> EXCERPT:
BEGIN

24 regional nanotechnology centres on the block in UK is old news?

From Siobhan Wagner’s July 23, 2010 article on The Engineer website,

Science minister David Willetts told MPs yesterday it is ‘most unlikely’ the UK’s 24 nanotechnology centres will still be in existence in 18 months time.

In the first public meeting of the House of Commons science and technology committee, Willetts said the UK has too many centres that are ‘sub-critical in size’ and resources are fractionalised by region.

‘We have been getting a strong message that especially when times are tight that people want fewer, stronger centres,’ he said.

Given the budget concerns in the UK, the move can’t be any surprise. From Richard Jones’ (Soft Machines), July 11, 2010 posting (made before this potential cut was announced),

We know that the budget of his [Willetts’] department – Business, Innovation and Skills – will be cut by somewhere between 25%-33%. [emphasis mine] Science accounts for about 15% of this budget, with Universities accounting for another 29% (not counting the cost of student loans and grants, which accounts for another 27%). So, there’s not going to be a lot of room to protect spending on science and on research in Universities.

END

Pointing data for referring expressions
BEGIN

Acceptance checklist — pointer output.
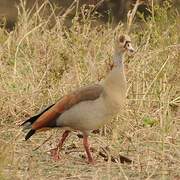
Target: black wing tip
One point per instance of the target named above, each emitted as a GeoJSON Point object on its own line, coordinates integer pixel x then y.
{"type": "Point", "coordinates": [29, 134]}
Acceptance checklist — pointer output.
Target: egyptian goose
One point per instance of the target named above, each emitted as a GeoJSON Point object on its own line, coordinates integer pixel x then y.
{"type": "Point", "coordinates": [87, 108]}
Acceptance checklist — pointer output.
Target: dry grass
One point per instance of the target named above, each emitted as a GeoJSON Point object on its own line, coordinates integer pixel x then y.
{"type": "Point", "coordinates": [38, 65]}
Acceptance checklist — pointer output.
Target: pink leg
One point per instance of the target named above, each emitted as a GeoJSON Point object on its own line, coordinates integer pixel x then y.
{"type": "Point", "coordinates": [55, 151]}
{"type": "Point", "coordinates": [86, 146]}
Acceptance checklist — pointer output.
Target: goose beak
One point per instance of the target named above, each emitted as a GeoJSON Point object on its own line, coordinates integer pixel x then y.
{"type": "Point", "coordinates": [130, 49]}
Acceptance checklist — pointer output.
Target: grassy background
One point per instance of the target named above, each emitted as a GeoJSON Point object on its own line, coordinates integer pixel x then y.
{"type": "Point", "coordinates": [38, 65]}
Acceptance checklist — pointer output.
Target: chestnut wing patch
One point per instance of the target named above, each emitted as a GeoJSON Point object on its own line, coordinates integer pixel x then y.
{"type": "Point", "coordinates": [47, 119]}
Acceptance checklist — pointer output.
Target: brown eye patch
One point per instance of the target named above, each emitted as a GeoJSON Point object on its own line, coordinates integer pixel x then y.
{"type": "Point", "coordinates": [126, 43]}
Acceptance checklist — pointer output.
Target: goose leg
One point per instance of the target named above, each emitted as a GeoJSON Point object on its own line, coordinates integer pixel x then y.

END

> WHAT YOU ARE ASKED TO DO: Can you reproduce, word for word, the stretch from "Given the budget" through "research in Universities." in the excerpt on the UK's nanotechnology centres?

> WRITTEN SOLUTION:
Given the budget concerns in the UK, the move can’t be any surprise. From Richard Jones’ (Soft Machines), July 11, 2010 posting (made before this potential cut was announced),

We know that the budget of his [Willetts’] department – Business, Innovation and Skills – will be cut by somewhere between 25%-33%. [emphasis mine] Science accounts for about 15% of this budget, with Universities accounting for another 29% (not counting the cost of student loans and grants, which accounts for another 27%). So, there’s not going to be a lot of room to protect spending on science and on research in Universities.